Your task → From the first line below to the last, reproduce the material exactly and leave out the images.

********

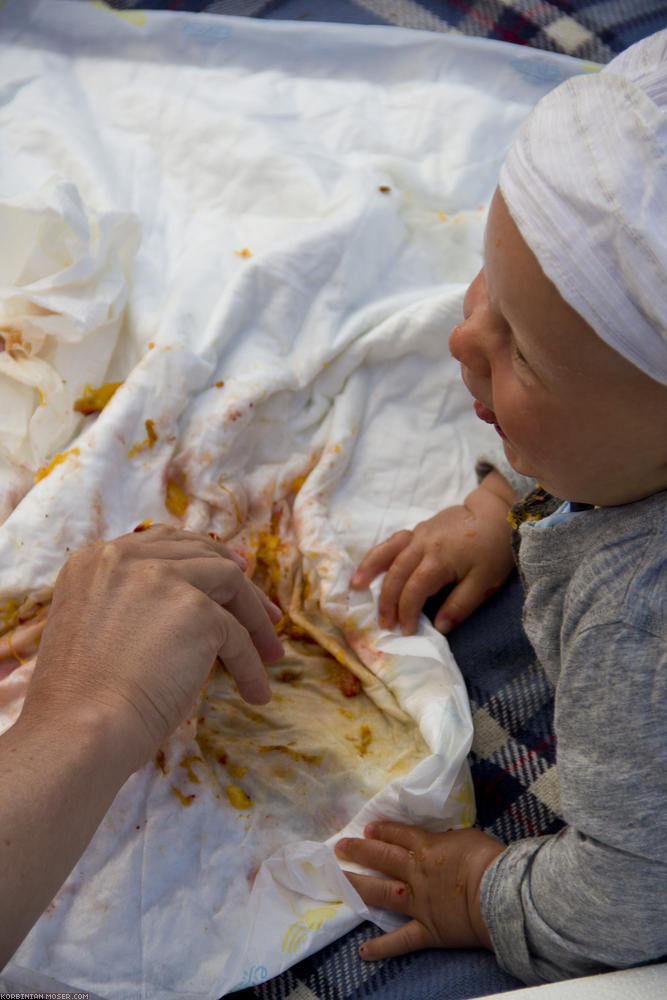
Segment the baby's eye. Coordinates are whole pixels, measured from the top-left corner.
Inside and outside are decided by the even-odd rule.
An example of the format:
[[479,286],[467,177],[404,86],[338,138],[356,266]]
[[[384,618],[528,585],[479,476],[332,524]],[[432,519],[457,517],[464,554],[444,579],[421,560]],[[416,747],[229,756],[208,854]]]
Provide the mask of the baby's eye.
[[528,364],[528,362],[526,361],[526,359],[524,358],[523,354],[521,353],[521,351],[519,350],[519,348],[516,346],[516,344],[512,344],[512,357],[520,365],[527,365]]

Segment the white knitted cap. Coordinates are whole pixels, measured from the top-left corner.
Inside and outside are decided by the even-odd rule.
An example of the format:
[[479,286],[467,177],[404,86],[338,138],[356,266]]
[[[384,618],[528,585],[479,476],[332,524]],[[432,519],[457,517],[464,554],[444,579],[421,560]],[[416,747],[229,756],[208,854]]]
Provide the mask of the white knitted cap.
[[547,94],[499,186],[562,297],[667,384],[667,30]]

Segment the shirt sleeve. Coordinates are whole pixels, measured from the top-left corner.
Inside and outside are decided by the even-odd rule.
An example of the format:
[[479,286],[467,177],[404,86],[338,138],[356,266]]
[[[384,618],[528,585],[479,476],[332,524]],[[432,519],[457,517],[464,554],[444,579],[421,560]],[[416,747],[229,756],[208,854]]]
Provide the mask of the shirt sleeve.
[[557,767],[568,825],[510,845],[484,874],[500,964],[527,984],[667,953],[667,652],[623,623],[564,650]]

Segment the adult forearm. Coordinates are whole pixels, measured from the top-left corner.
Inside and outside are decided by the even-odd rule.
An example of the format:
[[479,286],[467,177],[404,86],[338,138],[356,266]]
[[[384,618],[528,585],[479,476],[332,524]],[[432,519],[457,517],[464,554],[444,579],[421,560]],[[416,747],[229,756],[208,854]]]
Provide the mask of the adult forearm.
[[126,777],[92,711],[0,736],[0,968],[85,850]]

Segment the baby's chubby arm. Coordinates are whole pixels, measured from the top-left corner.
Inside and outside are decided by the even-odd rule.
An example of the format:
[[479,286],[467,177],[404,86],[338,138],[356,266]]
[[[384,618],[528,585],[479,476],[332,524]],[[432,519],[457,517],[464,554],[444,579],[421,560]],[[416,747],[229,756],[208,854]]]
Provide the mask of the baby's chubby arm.
[[[504,847],[481,830],[429,833],[402,823],[370,823],[365,838],[336,845],[341,861],[381,875],[346,872],[368,906],[410,917],[394,931],[365,942],[362,958],[376,960],[421,948],[489,948],[482,918],[484,872]],[[385,876],[385,877],[382,877]]]
[[509,508],[517,495],[495,469],[462,504],[447,507],[412,531],[398,531],[364,557],[350,586],[367,587],[386,571],[378,605],[383,628],[417,628],[428,597],[454,584],[434,624],[451,631],[504,583],[513,566]]

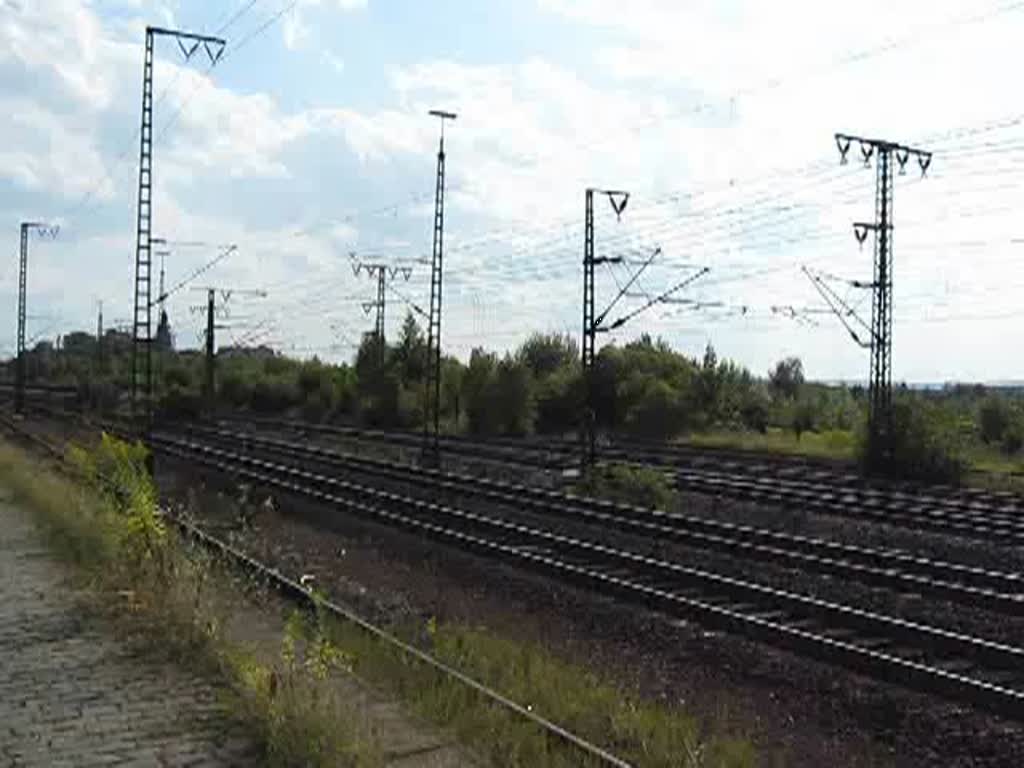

********

Task response →
Segment the baby's eye. Coordinates are whole pixels, measured from the top-left corner.
Inside and outside are decided by the even-odd rule.
An example of the format:
[[479,286],[467,177],[404,86],[338,138],[356,266]]
[[[384,618],[528,585],[479,476],[332,524]],[[432,519],[457,517],[464,554],[444,579],[421,560]],[[416,747],[229,756],[208,854]]]
Provide the mask of the baby's eye.
[[528,364],[528,362],[526,361],[526,359],[524,358],[523,354],[521,353],[521,351],[519,350],[519,348],[516,346],[516,344],[512,344],[512,357],[520,365],[527,365]]

Segment the white knitted cap. Coordinates are whole pixels, measured from the top-left corner.
Inside and outside are decided by the even-odd rule.
An example of the format:
[[479,286],[467,177],[404,86],[338,138],[356,266]]
[[[384,618],[528,585],[479,476],[332,524]],[[432,519],[457,517],[464,554],[444,579],[421,560]],[[416,747],[229,756],[208,854]]]
Provide the mask of the white knitted cap.
[[547,94],[499,186],[562,297],[667,384],[667,30]]

Segment the shirt sleeve. Coordinates are whole pixels, measured from the top-left corner.
Inside and outside are decided by the even-odd rule.
An example of the format:
[[479,286],[467,177],[404,86],[338,138],[356,266]]
[[[384,618],[528,585],[479,476],[332,524]],[[432,519],[457,517],[464,554],[444,579],[421,560]],[[416,747],[229,756],[208,854]]]
Provide the mask of the shirt sleeve.
[[557,767],[568,825],[510,845],[484,874],[500,964],[527,984],[667,953],[667,652],[623,623],[564,650]]

Segment the adult forearm. Coordinates are whole pixels, measured from the top-left corner.
Inside and outside are decided by the even-odd rule.
An example of the format:
[[479,286],[467,177],[404,86],[338,138],[356,266]]
[[[384,618],[528,585],[479,476],[332,524]],[[432,519],[457,517],[464,554],[444,579],[421,560]],[[416,747],[229,756],[208,854]]]
Provide the mask of the adult forearm.
[[126,777],[92,711],[0,736],[0,968],[85,850]]

Segment the baby's chubby arm. Coordinates are whole pixels, measured from the top-left corner.
Inside and outside are decided by the even-odd rule.
An example of the format:
[[479,286],[467,177],[404,86],[338,138],[356,266]]
[[[384,618],[528,585],[479,476],[332,524]],[[432,519],[457,517],[464,554],[444,579],[421,560]],[[416,747],[229,756],[208,854]]]
Provide the mask of the baby's chubby arm.
[[[504,847],[481,830],[429,833],[402,823],[370,823],[365,838],[336,845],[341,861],[381,875],[346,872],[368,906],[410,917],[394,931],[365,942],[362,958],[376,960],[421,948],[489,948],[482,918],[484,872]],[[385,876],[385,877],[382,877]]]
[[509,508],[517,495],[495,469],[462,504],[447,507],[412,531],[398,531],[364,557],[350,586],[367,587],[386,571],[378,605],[383,628],[417,628],[428,597],[454,584],[434,624],[451,631],[504,583],[513,566]]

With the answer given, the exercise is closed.